### Exercise aim
Copy out the lines from the one containing "shoulder bag strap" through the one containing "122,61 -> 225,102", including both of those lines, with every character unchanged.

(Raw records)
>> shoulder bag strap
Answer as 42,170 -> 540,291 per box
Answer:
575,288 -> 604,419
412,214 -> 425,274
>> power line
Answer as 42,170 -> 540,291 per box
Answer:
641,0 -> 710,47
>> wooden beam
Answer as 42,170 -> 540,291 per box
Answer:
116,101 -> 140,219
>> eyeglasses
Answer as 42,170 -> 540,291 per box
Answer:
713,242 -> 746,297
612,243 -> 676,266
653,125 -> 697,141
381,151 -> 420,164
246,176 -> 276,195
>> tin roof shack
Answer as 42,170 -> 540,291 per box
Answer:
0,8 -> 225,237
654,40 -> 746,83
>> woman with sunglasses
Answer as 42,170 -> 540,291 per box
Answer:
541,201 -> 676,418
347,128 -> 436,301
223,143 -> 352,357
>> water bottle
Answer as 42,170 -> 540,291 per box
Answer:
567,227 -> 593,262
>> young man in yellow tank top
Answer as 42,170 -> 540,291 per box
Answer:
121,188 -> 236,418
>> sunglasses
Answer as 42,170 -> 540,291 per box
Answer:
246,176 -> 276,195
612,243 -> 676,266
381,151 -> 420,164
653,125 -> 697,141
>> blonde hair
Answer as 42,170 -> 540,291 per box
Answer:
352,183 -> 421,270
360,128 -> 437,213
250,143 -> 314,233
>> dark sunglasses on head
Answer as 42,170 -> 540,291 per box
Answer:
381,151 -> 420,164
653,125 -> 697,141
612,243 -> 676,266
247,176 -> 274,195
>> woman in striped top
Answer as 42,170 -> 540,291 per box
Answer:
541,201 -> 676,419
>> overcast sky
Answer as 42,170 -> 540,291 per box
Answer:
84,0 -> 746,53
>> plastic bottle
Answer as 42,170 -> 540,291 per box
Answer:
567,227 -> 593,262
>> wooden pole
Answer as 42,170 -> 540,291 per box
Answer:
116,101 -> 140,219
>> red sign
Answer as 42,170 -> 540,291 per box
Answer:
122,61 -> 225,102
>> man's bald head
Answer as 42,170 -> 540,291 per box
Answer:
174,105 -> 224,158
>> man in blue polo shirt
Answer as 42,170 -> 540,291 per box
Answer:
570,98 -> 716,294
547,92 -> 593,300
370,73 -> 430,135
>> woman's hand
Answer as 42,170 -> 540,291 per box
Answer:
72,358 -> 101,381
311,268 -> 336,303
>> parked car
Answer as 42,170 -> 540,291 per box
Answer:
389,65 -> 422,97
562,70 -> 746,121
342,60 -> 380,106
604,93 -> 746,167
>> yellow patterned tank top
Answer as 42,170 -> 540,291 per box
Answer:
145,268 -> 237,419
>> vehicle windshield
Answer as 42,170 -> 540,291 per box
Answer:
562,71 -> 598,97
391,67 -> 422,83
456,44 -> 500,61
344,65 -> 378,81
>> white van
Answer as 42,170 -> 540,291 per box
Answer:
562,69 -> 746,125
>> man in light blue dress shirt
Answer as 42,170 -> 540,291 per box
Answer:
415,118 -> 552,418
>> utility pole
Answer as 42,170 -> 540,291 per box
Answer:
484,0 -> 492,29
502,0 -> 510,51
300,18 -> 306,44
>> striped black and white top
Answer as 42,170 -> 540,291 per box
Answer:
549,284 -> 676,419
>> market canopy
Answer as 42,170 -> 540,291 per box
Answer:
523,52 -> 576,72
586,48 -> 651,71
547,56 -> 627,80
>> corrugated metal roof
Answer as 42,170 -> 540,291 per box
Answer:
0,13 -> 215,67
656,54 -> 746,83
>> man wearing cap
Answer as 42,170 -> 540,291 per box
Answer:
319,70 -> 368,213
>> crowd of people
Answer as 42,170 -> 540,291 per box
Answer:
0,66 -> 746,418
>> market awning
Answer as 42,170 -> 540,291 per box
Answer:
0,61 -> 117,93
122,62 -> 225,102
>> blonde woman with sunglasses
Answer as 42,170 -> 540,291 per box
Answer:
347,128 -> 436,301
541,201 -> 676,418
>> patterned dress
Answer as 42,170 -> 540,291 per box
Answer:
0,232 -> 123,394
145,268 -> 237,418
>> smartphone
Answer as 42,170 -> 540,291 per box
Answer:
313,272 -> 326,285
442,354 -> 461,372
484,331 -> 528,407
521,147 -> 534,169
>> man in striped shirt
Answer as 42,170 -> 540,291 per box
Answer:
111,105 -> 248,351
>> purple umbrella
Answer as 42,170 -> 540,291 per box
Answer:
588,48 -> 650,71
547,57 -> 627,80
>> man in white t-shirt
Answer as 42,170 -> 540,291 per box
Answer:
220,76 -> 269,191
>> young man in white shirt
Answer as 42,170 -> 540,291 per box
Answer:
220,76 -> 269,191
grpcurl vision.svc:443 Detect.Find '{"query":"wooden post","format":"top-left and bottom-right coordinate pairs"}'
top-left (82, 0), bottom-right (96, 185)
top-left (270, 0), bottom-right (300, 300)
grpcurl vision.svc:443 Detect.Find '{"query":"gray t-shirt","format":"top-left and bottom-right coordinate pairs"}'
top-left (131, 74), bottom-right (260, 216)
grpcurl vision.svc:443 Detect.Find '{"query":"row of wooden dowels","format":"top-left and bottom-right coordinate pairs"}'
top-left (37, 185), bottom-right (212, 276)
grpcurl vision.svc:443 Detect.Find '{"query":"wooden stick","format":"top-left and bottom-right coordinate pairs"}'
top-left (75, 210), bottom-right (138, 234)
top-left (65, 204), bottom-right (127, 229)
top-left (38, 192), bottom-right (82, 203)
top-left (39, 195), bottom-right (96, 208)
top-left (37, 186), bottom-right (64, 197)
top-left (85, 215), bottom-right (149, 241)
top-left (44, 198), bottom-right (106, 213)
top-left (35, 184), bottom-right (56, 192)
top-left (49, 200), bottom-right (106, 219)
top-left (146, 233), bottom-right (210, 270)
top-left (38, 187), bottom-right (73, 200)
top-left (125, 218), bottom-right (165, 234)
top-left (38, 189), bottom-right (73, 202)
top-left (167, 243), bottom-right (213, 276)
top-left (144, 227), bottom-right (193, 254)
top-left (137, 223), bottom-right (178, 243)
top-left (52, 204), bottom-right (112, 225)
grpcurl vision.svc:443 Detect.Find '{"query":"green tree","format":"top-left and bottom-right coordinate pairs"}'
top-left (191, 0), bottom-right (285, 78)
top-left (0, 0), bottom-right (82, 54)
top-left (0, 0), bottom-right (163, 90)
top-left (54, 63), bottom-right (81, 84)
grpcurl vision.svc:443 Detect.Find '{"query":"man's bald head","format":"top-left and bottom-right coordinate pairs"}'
--
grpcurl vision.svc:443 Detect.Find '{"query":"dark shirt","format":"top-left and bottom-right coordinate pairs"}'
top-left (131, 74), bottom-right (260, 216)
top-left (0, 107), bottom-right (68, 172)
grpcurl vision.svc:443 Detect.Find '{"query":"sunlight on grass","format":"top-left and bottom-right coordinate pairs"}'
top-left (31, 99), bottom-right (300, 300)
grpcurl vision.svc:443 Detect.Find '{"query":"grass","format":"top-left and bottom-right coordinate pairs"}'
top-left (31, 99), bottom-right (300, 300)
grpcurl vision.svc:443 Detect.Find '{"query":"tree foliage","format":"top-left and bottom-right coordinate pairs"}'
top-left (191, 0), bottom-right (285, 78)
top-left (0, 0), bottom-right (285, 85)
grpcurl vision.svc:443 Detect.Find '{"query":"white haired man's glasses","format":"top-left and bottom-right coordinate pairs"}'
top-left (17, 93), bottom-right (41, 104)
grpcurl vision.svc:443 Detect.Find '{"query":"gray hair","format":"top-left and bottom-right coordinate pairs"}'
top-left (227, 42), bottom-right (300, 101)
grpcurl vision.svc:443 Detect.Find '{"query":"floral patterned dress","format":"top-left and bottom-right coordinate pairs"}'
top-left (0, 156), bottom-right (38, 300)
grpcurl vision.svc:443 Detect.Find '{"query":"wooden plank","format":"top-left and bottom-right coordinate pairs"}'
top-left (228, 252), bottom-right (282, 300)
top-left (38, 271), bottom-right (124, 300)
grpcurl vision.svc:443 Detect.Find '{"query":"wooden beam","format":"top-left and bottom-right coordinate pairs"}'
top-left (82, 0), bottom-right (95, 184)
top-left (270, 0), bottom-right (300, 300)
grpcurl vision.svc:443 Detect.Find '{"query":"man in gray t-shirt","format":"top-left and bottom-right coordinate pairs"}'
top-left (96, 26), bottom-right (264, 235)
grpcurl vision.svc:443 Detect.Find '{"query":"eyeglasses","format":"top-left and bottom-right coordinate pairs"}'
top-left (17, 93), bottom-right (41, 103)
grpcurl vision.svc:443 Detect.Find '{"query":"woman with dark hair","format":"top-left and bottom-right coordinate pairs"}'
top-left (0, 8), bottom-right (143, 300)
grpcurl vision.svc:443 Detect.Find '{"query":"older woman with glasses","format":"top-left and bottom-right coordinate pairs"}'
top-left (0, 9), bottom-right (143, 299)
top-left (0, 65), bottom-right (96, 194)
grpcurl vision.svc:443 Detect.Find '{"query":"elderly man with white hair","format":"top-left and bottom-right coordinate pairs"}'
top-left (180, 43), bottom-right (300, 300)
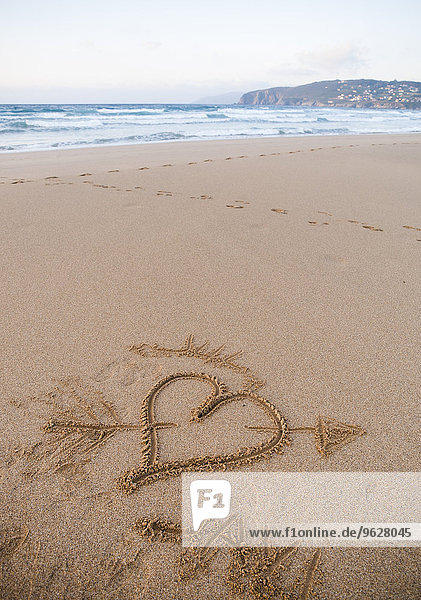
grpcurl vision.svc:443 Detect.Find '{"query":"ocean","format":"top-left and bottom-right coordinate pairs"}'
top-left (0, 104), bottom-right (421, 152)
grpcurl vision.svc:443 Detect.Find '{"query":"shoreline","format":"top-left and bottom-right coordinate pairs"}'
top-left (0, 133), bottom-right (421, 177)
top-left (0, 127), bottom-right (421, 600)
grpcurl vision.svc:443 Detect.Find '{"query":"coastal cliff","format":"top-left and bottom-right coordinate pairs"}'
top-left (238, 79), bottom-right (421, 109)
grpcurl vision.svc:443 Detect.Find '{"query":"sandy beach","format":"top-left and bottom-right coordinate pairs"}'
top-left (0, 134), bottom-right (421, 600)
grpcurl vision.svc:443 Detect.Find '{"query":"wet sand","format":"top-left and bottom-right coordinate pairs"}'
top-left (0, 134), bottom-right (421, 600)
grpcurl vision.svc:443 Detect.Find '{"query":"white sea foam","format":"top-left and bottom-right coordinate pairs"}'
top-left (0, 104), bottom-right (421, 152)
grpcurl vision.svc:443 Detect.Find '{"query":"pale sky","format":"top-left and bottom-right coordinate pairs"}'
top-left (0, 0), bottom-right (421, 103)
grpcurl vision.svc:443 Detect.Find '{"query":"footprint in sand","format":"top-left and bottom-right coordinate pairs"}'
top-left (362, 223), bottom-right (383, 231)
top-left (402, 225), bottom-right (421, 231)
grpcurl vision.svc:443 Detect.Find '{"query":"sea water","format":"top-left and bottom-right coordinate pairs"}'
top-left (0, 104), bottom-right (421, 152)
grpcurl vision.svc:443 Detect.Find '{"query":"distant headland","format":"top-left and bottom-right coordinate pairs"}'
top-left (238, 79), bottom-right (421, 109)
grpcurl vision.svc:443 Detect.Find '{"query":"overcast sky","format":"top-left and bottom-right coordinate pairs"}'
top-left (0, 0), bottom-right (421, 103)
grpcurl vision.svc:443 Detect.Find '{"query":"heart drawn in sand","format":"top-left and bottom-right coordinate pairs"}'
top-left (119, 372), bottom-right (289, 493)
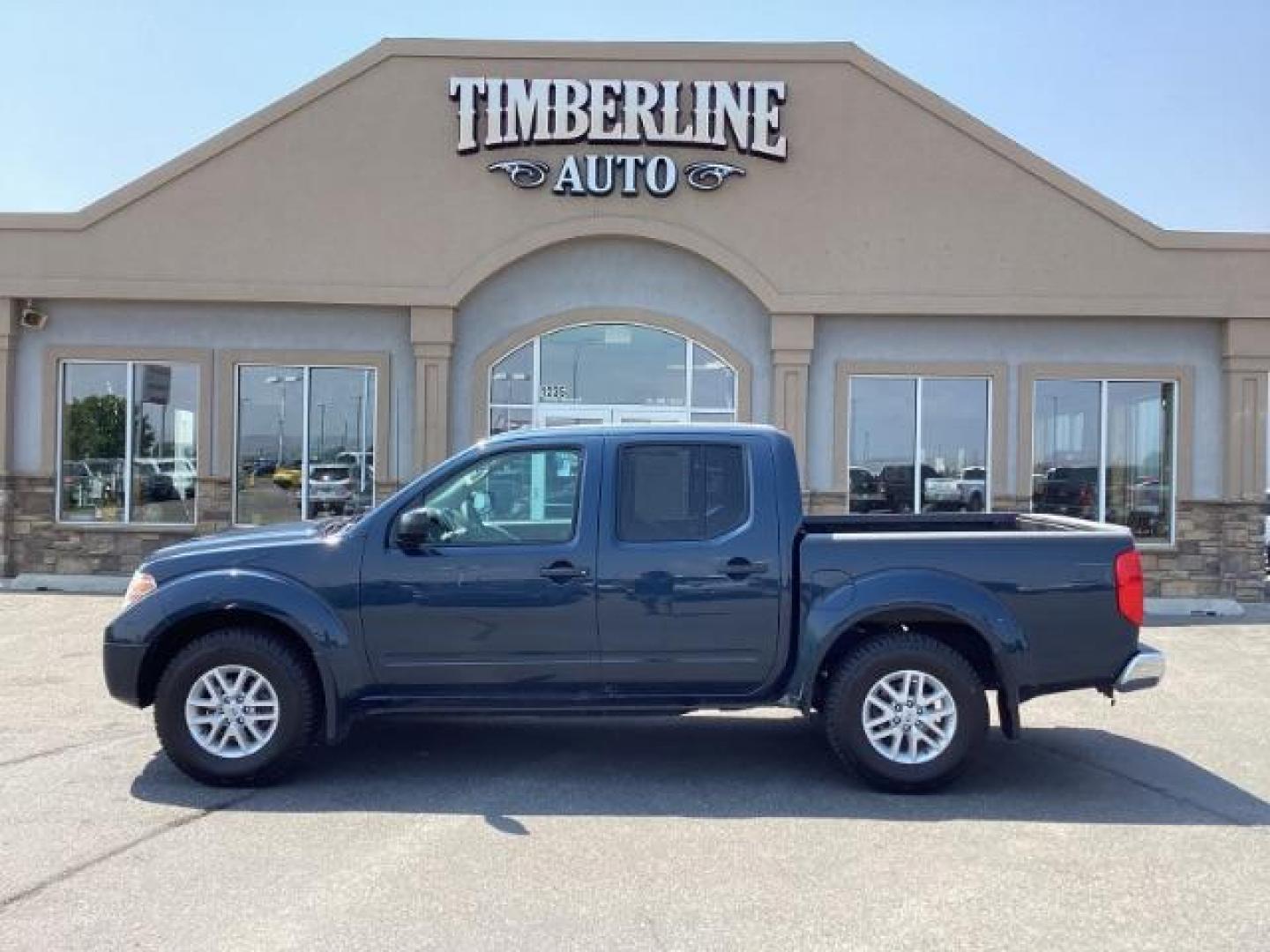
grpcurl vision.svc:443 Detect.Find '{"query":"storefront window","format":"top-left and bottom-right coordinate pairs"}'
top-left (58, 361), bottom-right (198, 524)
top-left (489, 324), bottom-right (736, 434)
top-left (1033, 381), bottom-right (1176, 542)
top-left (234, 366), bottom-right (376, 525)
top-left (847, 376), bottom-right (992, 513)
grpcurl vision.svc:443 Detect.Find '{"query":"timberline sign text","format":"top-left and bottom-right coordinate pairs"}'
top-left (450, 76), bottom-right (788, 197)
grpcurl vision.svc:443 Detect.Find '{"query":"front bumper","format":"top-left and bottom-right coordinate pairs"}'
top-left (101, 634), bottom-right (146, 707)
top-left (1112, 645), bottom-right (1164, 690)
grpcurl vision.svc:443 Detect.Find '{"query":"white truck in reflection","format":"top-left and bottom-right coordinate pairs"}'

### The completed task
>> shoulder bag strap
Answer as 42,170 -> 540,291 per box
Answer:
575,288 -> 604,419
412,214 -> 425,274
>> power line
Answer as 42,170 -> 540,291 per box
Answer:
641,0 -> 710,47
>> wooden beam
Answer as 42,170 -> 540,291 per box
Answer:
116,101 -> 140,219
>> eyeglasses
Answer as 42,170 -> 540,291 per box
Answer:
713,242 -> 746,297
612,243 -> 676,266
653,125 -> 697,141
381,151 -> 420,164
246,176 -> 276,195
>> tin roof shack
Answer as 42,170 -> 540,291 per box
Answer:
0,8 -> 225,237
654,40 -> 746,83
>> woman with sunglasses
Answer as 42,170 -> 540,291 per box
Answer:
541,201 -> 676,418
347,128 -> 436,301
223,143 -> 352,357
>> water bottle
Answer as 42,170 -> 540,291 per box
Answer:
567,227 -> 593,262
>> young man in yellow tank top
Answer as 42,170 -> 540,291 per box
Answer:
121,188 -> 236,418
>> sunglasses
Answer as 42,170 -> 540,291 per box
Answer:
246,176 -> 276,195
612,243 -> 676,266
381,151 -> 420,164
653,125 -> 697,141
>> blonde hair
Answer as 42,170 -> 540,291 per box
Answer:
352,183 -> 421,270
360,128 -> 437,213
250,143 -> 314,233
>> dark sunglasses on head
Answer as 42,170 -> 540,291 per box
Answer:
381,151 -> 420,164
653,125 -> 697,141
612,243 -> 676,266
247,176 -> 274,195
>> woman in striped top
Answer as 42,170 -> 540,291 per box
Answer:
541,201 -> 676,419
>> overcast sky
Answer as 42,170 -> 540,291 per box
Answer:
84,0 -> 746,53
>> plastic bottle
Answer as 42,170 -> 540,291 per box
Answer:
567,227 -> 593,262
>> wooden pole
Answer as 42,170 -> 540,291 per box
Answer:
116,101 -> 140,219
>> red sign
Answer as 42,170 -> 540,291 per box
Answer:
122,61 -> 225,102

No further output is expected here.